→ Extrait du texte
▼

Trad. : Gérard Eizenberg pour La Paix Maintenant


Ma première rencontre avec Lucy Nusseibeh a eu lieu à l’hôtel American Colony, à Jérusalem Est, le jour des élections législatives palestiniennes. L’hôtel était vide, car la plupart des clients étaient sur le terrain, en train de couvrir les élections [[L’hôtel American Colony de Jérusalem Est est l’une des résidences favorites des correspondants étrangers qui couvrent les événements en Israël et dans les territoires palestiniens.]]. Elle paraissait optimiste. Comme de nombreuses autres militantes palestiniennes, elle pensait que les électeurs reprendraient leurs esprits au dernier moment et voteraient pour le Fatah.

Notre deuxième entretien s’est déroulé après les élections. Oui, elle était assommée par la victoire du Hamas, et non, elle ne pensait pas que « cette organisation avait tant de soutien sur le terrain ». Mais ceux qui prennent un malin plaisir au malheur des Palestiniens modérés comme Lucy Nusseibeh face au bouleversement qu’a connu l’Autorité palestinienne ne trouveront pas chez elle ce qu’ils recherchent. Elle évolue, pense et parle dans un monde où rien n’est complètement blanc ni complètement noir, et c’est la raison pour laquelle elle pense que la victoire du Hamas pourrait bien être aussi positive que négative. En tout cas, sur une question, Lucy Nusseibeh n’a aucun doute : « Les Palestiniens en ont assez de la violence », dit-elle. « Plus qu’à quoi que ce soit d’autre, ils aspirent à une vie normale. »

Lucy Nusseibeh est l’épouse de Sari Nusseibeh, ancien ministre de l’Autorité palestinienne pour les affaires de Jérusalem, et initiateur avec Ami Ayalon de « La Voix des Peuples ». Elle est la fondatrice de l’organisation MEND (Middle East Nonviolence and Democracy) qui, outre la non-violence, milite pour les droits des femmes et des enfants.

L’histoire de sa vie est loin d’être banale. Elle est née dans une famille d’intellectuels britanniques, et a décidé de se convertir à l’islam et de s’installer ici. Son père, le célèbre philosophe britannique J.L. Austin, enseignait à l’université d’Oxford, où Lucy passa son enfance et son adolescence. Il n’y avait dans sa famille aucune attraction particulière pour le Moyen-Orient, dit-elle, mais la porte était toujours ouverte aux visiteurs d’autres pays et d’autres cultures. Parmi ces visiteurs, il y avait Isaiah Berlin et l’historien palestinien Walid Khalidi.

▲

→ Liste des tâches
- A) D'après l'extrait sur Lucy Nusseibeh, quelle organisation a-t-elle fondée ?
- B) Relevez toutes les personnes nommées dans l'extrait sur Lucy Nusseibeh.

[Entrées d'un jeu de données]
▼

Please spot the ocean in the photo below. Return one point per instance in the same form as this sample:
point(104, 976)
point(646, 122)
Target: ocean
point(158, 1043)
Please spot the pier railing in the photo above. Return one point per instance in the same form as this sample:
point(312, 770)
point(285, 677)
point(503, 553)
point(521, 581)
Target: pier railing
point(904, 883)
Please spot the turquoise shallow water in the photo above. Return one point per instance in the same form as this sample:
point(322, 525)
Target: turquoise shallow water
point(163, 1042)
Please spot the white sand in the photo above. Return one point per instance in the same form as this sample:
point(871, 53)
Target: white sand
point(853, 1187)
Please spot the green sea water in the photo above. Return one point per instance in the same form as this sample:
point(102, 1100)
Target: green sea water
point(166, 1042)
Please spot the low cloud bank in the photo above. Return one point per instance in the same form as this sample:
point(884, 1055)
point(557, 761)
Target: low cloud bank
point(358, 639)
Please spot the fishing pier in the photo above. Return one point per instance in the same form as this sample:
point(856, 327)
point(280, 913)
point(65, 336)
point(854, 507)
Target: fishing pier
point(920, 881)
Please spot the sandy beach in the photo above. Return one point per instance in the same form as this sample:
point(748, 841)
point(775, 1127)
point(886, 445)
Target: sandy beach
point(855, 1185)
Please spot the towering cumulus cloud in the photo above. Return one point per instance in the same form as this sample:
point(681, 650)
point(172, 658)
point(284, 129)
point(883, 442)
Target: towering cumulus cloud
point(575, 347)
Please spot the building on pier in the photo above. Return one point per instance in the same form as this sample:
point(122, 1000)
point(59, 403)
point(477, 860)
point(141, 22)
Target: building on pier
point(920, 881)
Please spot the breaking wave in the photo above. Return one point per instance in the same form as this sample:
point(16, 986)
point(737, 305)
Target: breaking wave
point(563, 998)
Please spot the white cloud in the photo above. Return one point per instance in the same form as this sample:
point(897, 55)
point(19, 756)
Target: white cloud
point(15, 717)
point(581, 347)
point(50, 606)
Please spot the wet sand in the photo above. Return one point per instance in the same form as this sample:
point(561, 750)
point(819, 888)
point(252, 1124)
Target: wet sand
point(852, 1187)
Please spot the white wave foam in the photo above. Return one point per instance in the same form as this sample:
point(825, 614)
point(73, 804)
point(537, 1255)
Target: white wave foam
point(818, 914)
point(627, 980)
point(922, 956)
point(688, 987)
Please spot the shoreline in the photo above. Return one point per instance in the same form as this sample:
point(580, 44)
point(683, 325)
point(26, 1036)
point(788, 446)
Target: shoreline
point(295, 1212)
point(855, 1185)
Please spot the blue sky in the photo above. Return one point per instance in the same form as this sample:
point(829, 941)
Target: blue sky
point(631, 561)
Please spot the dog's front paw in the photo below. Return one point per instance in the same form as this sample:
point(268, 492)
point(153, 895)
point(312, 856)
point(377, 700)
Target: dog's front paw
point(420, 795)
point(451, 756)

▲

→ Réponses ci-dessous
- A) MEND (Middle East Nonviolence and Democracy).

- B) Gérard Eizenberg, Lucy Nusseibeh, Sari Nusseibeh, Ami Ayalon, J.L. Austin, Isaiah Berlin, Walid Khalidi.